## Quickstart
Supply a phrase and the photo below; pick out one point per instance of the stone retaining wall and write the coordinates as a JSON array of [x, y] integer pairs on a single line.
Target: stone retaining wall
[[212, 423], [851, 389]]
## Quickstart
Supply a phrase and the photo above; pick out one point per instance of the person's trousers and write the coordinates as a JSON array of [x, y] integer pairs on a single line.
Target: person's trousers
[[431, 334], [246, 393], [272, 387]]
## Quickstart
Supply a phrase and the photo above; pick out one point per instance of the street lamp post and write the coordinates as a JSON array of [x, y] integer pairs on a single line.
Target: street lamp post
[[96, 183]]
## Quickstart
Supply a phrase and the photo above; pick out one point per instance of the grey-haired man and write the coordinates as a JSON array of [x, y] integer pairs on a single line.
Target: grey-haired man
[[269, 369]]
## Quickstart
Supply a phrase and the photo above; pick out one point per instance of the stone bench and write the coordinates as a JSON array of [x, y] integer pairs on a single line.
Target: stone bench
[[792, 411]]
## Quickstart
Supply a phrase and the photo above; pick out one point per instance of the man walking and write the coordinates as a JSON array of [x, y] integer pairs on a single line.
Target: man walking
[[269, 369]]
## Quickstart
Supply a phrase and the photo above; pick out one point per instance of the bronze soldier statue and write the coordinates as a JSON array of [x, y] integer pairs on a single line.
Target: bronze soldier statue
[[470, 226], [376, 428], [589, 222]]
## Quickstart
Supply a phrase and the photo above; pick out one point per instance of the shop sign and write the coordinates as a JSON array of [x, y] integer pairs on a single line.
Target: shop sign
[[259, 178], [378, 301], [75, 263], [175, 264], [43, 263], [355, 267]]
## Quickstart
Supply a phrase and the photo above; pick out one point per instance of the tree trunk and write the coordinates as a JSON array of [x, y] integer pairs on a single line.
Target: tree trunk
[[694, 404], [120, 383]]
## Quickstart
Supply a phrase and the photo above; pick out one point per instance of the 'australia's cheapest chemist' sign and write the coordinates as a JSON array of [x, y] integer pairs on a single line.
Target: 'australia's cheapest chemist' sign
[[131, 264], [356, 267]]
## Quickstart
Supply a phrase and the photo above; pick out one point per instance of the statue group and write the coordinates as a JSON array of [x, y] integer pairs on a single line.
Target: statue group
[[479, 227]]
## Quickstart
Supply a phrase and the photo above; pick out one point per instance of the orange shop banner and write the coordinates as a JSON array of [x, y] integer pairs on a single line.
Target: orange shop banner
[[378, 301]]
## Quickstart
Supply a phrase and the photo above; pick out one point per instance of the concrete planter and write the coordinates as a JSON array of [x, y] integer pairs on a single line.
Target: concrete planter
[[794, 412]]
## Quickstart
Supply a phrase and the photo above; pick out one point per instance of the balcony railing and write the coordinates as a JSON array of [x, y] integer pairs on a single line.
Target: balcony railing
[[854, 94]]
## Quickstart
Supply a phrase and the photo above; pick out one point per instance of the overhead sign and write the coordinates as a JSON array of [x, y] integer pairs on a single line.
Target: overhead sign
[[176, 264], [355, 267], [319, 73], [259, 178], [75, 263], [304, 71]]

-------

* _Given task_: Copy all of the items above word for word, keeping every line in its original order.

* _Correct result_:
## Quickstart
Supply a phrase and the photo below; pick out one point per instance of the stone retaining wall and write the coordinates as a JSON array of [x, y] integer pairs on a single line.
Target: stone retaining wall
[[212, 423], [851, 389]]
## Quickstart
Supply a phrase and the photo above; pick out one point per instance of the person's trousers and write the coordinates as a JSON array of [x, y] integer pairs on a single line.
Target: person's trousers
[[431, 334], [246, 393], [272, 387]]
## Quickstart
Supply a phrase and the photo above; pick out one point per instance of the street lamp post and write the coordinates as a JSON array of [x, y] integer pairs on a single line.
Target: street lamp post
[[96, 183]]
## Quickstart
Supply a phrase and the photo above; pick out one point per instance of the grey-haired man and write the coordinates as a JSON array of [x, y] integer pairs on a single line.
Target: grey-haired man
[[269, 369]]
## Quickstart
Supply a phrase and the photo above; pick out one point per instance of the stone bench and write the coordinates as a JSON array of [x, y] integer pairs on a single line.
Target: stone bench
[[792, 411]]
## Quickstart
Supply a phrase and the photo above; pick out one point per instance of the man walking and write the coordinates as a JSON array of [x, y] integer pairs on a single line.
Target: man walking
[[269, 369]]
## Quickstart
Supply a phrase and the photo above; pick out one point per instance of the bronze soldier statue and write the coordinates as a JSON array of [x, y] integer pairs on a single line.
Target: bronze soldier statue
[[470, 226], [376, 428], [589, 222]]
## Quickstart
Supply a phrase and the photo above; pick out one point per instance of the shop sign and write the coordinates as a JSON array of [x, y] integer pairs on a single line.
Target: shop sign
[[259, 178], [378, 301], [75, 263], [175, 264], [43, 263], [355, 267]]
## Quickstart
Supply a phrase and the photo above; pick out one point per instance of the tree trunk and write the coordinates as a JSON array of [x, y] integer pairs on a single line.
Target: tree trunk
[[694, 404], [120, 383]]
## Quickstart
Supply a phrase and the photo above; pick out one point per instance of the 'australia's cheapest chemist' sign and write the coordinates as a JSON array of [x, y] integer pairs on a single line.
Target: 'australia's cheapest chemist' sign
[[131, 264], [356, 267]]
## Quickstart
Supply a phrase and the photo above; pick out one point per instance of the statue group and write the coordinates as a JSON array of [x, y] integer pairs on a single line.
Target: statue group
[[479, 227]]
## Quickstart
Supply a phrase and the photo above; pick out one point per instance of the orange shop banner and write the coordinates as a JSON array of [x, y] integer pairs on a single line.
Target: orange shop banner
[[378, 301]]
## Quickstart
Supply a phrase and the photo above; pick out one point per instance of the concrete planter and write the coordinates as a JSON array of [x, y] integer pairs on a single line.
Target: concrete planter
[[794, 412]]
## Quickstart
Supply a phrase and the photo above; pick out one point per instance of the balcony railing and write the coordinates as a JSON array of [x, y] integer pairs on a single line.
Target: balcony railing
[[854, 94]]
## Quickstart
Supply a phrase and the photo above; pick out one point per instance of the overhead sign and write the coordinates as a JSON array of [x, y] integer pairs on a single line.
Target: overhead sign
[[176, 264], [355, 267], [319, 73], [259, 178], [75, 263], [304, 71]]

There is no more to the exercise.